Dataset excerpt
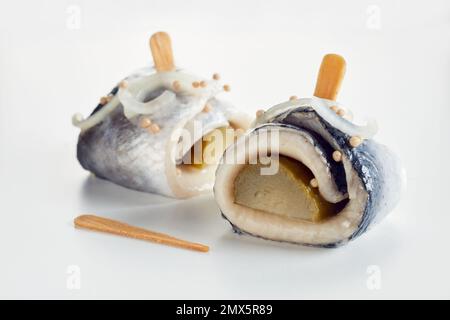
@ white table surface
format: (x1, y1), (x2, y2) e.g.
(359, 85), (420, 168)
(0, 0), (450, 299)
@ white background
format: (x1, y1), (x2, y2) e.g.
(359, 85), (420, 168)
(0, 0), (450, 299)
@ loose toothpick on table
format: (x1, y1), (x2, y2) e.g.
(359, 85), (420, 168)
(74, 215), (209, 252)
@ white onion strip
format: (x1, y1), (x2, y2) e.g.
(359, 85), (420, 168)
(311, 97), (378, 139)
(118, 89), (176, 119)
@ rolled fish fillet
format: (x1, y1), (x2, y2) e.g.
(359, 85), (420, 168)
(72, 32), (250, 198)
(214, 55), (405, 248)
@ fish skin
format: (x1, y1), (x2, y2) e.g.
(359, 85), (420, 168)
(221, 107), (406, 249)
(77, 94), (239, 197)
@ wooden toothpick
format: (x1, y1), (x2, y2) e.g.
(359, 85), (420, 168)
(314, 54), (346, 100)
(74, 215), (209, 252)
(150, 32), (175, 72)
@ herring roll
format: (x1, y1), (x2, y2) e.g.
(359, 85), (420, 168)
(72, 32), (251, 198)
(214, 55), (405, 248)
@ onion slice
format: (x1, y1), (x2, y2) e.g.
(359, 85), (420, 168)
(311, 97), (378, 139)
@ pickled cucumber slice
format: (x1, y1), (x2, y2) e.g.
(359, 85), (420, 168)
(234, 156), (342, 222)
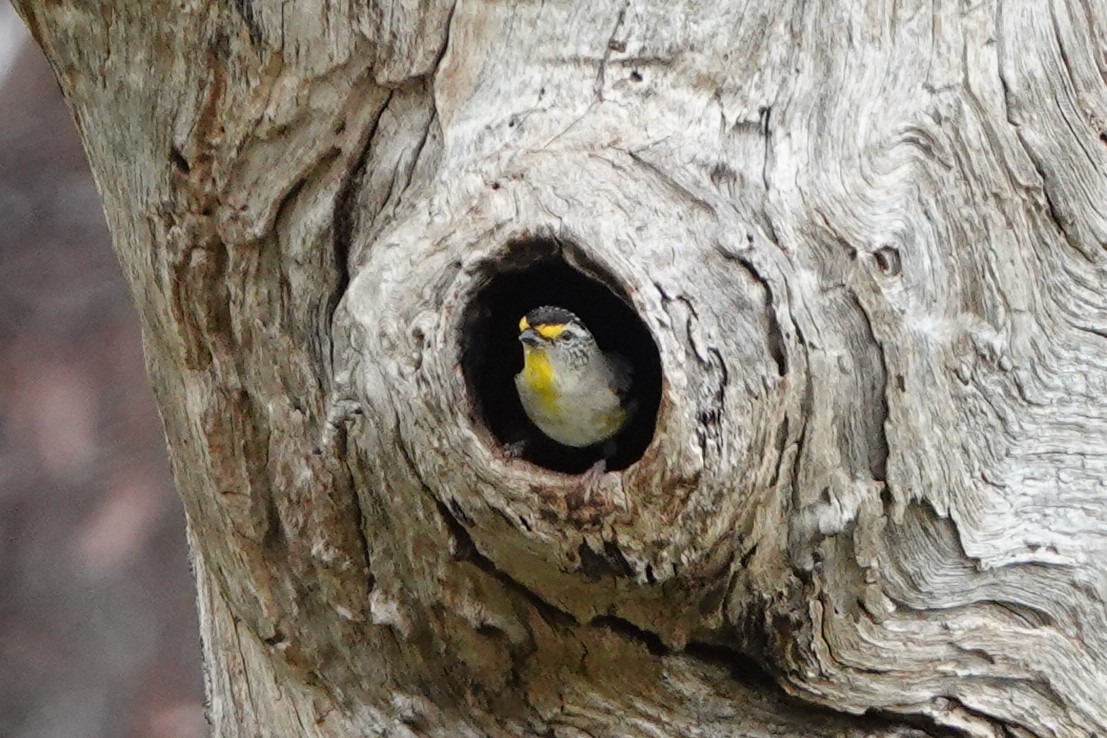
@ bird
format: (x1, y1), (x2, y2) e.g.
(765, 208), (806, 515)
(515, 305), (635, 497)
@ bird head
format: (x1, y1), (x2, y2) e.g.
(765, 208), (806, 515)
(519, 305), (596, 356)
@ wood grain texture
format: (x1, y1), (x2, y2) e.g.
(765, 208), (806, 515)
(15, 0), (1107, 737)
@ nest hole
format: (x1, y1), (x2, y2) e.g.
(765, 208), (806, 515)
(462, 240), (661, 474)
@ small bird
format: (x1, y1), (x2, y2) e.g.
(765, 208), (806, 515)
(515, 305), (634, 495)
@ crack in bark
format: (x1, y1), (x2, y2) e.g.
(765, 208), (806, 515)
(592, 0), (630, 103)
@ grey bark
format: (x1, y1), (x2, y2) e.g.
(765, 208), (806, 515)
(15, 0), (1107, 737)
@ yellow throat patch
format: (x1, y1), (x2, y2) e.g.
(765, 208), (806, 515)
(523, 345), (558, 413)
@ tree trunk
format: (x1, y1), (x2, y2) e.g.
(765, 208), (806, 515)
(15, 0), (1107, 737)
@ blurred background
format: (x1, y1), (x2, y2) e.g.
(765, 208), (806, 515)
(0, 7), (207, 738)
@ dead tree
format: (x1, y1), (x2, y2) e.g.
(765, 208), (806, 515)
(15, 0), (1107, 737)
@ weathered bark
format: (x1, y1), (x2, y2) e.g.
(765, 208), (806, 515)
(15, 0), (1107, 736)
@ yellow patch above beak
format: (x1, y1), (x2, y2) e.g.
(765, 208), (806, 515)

--

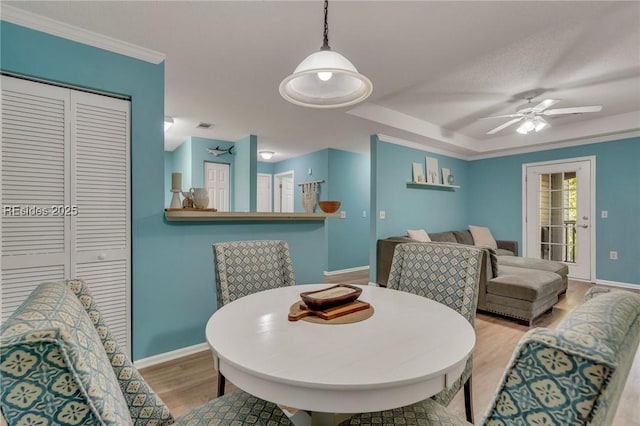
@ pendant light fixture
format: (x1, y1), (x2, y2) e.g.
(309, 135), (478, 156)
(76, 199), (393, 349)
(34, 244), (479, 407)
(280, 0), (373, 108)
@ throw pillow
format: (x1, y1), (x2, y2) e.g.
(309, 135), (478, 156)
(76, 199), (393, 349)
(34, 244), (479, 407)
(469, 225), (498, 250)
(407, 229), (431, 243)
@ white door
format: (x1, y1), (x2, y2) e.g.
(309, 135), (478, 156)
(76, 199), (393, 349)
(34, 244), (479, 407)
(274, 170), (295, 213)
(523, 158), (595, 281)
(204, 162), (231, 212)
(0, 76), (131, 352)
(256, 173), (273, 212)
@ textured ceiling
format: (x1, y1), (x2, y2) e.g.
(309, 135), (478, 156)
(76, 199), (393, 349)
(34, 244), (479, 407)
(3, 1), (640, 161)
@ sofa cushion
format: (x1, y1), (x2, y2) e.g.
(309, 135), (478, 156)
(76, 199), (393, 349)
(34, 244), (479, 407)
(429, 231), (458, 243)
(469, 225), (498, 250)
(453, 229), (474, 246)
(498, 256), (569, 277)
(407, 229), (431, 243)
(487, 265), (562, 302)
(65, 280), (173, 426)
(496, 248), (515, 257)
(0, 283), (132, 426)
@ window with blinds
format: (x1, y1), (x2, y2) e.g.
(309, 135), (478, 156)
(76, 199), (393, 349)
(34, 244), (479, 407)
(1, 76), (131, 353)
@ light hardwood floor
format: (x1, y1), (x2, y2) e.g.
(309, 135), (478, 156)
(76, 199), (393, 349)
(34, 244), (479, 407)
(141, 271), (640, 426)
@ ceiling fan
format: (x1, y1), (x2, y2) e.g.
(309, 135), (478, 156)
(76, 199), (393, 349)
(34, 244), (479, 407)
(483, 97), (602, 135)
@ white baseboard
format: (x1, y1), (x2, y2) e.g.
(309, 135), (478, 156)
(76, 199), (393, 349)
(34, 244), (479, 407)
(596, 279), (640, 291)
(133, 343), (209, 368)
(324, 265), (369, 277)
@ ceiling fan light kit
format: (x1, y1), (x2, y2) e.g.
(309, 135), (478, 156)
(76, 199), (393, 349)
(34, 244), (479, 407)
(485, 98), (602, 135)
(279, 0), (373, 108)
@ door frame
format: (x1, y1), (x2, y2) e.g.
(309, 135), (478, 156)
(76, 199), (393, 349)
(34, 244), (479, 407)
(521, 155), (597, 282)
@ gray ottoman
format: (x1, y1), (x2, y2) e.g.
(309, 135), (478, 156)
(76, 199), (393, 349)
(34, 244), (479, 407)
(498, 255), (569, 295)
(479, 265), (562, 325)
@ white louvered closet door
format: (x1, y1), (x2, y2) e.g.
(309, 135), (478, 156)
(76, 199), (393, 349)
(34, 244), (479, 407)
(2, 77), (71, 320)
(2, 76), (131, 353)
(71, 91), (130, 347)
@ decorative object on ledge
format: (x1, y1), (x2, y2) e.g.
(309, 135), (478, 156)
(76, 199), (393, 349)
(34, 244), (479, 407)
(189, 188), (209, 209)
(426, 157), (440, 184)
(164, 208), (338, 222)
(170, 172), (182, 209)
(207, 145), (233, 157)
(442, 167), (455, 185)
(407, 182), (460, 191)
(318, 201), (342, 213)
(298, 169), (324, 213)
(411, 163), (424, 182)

==

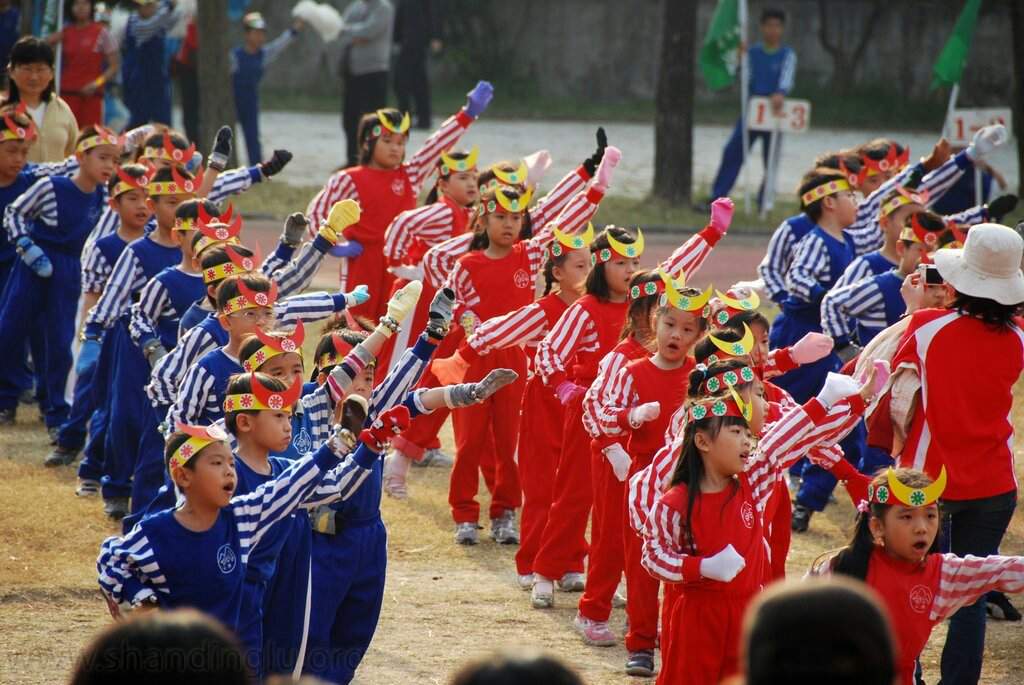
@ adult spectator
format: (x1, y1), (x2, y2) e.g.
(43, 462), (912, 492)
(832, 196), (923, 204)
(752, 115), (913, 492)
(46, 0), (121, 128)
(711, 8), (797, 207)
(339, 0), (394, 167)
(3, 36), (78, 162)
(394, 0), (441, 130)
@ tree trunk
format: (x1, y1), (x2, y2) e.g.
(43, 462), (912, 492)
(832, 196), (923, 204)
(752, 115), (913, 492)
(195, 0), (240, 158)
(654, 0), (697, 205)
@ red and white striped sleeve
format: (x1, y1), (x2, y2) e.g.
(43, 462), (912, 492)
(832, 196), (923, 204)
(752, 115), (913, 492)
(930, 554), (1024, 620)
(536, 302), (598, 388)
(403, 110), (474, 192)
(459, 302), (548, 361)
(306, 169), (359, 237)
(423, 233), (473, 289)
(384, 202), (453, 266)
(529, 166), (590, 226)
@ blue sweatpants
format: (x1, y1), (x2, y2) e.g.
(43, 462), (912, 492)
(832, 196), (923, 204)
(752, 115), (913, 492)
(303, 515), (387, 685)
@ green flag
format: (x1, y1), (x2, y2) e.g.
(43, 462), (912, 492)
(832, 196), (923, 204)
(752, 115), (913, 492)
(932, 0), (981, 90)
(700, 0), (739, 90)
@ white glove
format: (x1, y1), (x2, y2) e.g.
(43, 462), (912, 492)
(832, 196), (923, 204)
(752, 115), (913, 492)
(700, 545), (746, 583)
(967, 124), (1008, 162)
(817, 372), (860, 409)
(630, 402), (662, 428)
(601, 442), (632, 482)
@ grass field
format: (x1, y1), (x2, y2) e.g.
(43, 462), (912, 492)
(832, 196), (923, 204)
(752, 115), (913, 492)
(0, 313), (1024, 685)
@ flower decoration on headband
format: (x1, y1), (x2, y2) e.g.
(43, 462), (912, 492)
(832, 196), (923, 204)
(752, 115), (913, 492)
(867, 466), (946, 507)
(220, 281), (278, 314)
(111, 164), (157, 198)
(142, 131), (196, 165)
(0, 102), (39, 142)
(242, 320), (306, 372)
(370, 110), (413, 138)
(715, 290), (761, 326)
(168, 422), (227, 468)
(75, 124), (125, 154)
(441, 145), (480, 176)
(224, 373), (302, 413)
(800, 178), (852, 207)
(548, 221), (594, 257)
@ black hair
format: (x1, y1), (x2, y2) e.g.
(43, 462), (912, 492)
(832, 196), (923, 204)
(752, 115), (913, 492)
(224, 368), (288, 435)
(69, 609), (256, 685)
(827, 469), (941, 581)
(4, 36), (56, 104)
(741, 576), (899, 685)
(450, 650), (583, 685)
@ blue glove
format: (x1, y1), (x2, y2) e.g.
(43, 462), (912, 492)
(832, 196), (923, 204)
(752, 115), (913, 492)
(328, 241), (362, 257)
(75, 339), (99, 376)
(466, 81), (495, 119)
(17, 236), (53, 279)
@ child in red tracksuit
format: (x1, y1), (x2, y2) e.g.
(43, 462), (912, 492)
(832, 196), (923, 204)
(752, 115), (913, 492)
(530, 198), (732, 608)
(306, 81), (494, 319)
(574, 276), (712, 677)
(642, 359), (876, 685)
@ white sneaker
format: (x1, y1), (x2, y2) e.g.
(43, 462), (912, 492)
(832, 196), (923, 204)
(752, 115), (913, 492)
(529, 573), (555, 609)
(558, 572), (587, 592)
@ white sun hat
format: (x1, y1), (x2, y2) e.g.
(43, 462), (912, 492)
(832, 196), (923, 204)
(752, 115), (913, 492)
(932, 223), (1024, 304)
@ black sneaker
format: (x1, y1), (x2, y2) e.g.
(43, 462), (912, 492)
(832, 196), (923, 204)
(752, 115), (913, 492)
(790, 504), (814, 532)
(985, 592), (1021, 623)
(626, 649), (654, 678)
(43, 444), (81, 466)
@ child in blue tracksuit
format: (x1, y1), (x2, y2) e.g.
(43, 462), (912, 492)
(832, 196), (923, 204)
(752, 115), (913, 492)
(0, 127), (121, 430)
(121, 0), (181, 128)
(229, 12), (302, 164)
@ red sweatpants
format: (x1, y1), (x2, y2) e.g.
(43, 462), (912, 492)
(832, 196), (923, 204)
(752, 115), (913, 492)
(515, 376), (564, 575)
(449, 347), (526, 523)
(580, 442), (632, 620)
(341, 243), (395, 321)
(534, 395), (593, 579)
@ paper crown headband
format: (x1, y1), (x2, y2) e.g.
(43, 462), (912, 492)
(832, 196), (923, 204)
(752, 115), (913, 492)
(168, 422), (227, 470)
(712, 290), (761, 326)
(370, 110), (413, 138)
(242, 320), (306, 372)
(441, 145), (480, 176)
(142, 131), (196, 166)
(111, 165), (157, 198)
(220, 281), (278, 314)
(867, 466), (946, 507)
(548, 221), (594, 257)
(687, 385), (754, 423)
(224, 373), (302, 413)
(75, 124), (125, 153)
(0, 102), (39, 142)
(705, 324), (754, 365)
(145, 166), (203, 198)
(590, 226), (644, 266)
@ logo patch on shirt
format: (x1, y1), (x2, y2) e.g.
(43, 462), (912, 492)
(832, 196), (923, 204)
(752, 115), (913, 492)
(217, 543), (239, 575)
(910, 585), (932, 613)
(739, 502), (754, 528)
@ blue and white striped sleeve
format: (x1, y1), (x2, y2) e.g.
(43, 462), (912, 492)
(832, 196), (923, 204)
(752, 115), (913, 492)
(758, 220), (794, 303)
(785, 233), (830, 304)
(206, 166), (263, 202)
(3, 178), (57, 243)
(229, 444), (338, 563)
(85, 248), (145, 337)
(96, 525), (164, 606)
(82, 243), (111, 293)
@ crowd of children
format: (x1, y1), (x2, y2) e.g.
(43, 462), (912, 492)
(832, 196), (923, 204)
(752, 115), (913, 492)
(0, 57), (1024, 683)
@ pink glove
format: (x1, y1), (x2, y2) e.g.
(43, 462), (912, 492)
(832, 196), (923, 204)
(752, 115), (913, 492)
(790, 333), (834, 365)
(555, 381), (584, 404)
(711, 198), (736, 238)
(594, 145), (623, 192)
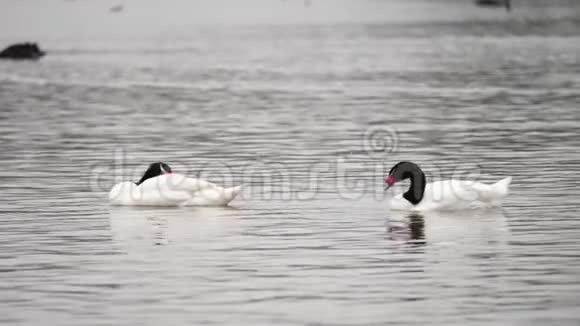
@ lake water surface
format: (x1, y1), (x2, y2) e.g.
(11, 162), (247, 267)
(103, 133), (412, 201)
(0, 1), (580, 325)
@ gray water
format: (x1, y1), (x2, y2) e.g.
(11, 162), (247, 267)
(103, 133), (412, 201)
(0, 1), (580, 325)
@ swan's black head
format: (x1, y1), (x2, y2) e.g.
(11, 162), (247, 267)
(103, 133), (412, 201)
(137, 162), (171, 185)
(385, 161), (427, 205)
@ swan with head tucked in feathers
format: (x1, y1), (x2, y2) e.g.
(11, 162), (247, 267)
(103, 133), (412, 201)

* **Written request**: Output the lines of the records starting at the line containing "white table surface" and ending at the line containing "(515, 305), (635, 497)" as a numbered list, skipping any blank lines. Leave out the picture lines.

* **Correct answer**:
1. @ white table surface
2. format: (x1, y1), (x2, y2) e.g.
3. (359, 85), (420, 168)
4. (0, 0), (450, 299)
5. @ white background
6. format: (x1, y1), (x2, y2) e.g.
7. (359, 85), (420, 168)
8. (0, 0), (450, 299)
9. @ loose toothpick on table
10. format: (x1, y1), (x2, y2) e.g.
11. (359, 85), (420, 168)
12. (74, 215), (209, 252)
13. @ white onion strip
14. format: (x1, y1), (x2, y2) e.g.
15. (359, 85), (420, 168)
16. (311, 97), (378, 139)
17. (118, 89), (176, 119)
18. @ rolled fish fillet
19. format: (x1, y1), (x2, y2) e.g.
20. (359, 85), (420, 168)
21. (72, 32), (250, 198)
22. (214, 55), (405, 248)
23. @ fish skin
24. format: (x1, y1), (x2, y2) e.g.
25. (359, 85), (420, 168)
26. (221, 107), (406, 249)
27. (77, 94), (239, 197)
28. @ wooden toothpick
29. format: (x1, y1), (x2, y2) e.g.
30. (359, 85), (420, 168)
31. (314, 54), (346, 100)
32. (74, 215), (209, 252)
33. (150, 32), (175, 72)
34. @ herring roll
35. format: (x1, y1), (x2, y2) e.g.
36. (359, 85), (420, 168)
37. (72, 32), (251, 198)
38. (214, 55), (405, 248)
39. @ onion slice
40. format: (x1, y1), (x2, y2) e.g.
41. (359, 85), (420, 168)
42. (311, 97), (378, 139)
43. @ pickled cucumber slice
44. format: (x1, y1), (x2, y2) e.g.
45. (359, 85), (420, 168)
46. (234, 156), (342, 222)
47. @ bird
48. format: (x1, y1), (x2, y2) e.g.
49. (765, 208), (806, 515)
50. (515, 305), (635, 497)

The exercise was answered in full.